**Activity**
In the records, each line holding "create" must be reported.

**Supplied records**
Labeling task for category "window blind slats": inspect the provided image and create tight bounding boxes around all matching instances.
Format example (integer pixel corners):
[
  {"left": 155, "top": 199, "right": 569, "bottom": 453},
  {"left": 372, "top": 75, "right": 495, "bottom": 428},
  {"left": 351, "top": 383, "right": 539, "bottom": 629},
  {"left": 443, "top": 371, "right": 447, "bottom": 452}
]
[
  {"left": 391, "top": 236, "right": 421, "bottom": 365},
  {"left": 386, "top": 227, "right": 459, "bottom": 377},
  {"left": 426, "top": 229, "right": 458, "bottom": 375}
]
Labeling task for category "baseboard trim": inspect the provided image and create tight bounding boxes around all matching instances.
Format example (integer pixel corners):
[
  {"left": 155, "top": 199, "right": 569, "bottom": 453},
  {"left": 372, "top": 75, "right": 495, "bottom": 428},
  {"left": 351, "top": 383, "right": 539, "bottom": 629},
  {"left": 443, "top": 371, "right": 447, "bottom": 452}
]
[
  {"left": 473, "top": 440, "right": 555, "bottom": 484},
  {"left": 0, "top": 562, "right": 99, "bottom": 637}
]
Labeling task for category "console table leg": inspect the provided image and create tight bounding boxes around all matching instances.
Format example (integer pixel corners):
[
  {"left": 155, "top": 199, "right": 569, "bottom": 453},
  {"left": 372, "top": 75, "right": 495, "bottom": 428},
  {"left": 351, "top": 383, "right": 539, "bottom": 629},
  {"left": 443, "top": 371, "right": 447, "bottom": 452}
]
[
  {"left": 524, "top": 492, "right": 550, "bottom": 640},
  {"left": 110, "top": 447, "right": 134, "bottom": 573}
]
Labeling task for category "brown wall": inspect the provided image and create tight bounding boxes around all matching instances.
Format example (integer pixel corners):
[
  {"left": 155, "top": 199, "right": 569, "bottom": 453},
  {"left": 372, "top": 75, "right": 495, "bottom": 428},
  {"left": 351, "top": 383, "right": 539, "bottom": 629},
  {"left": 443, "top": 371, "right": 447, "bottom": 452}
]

**The answer**
Labeling task for category "window blind slats": inspect the provided image and create tight bounding boxes around all matching instances.
Labeling task for category "baseboard trim": inspect the provided image and create tight bounding boxes around all matching instances.
Labeling task for category "console table leg": inspect the provided image and create tight bounding boxes around all matching instances.
Labeling task for category "brown wall": inspect the provided image and create tight bounding boxes around all matching instances.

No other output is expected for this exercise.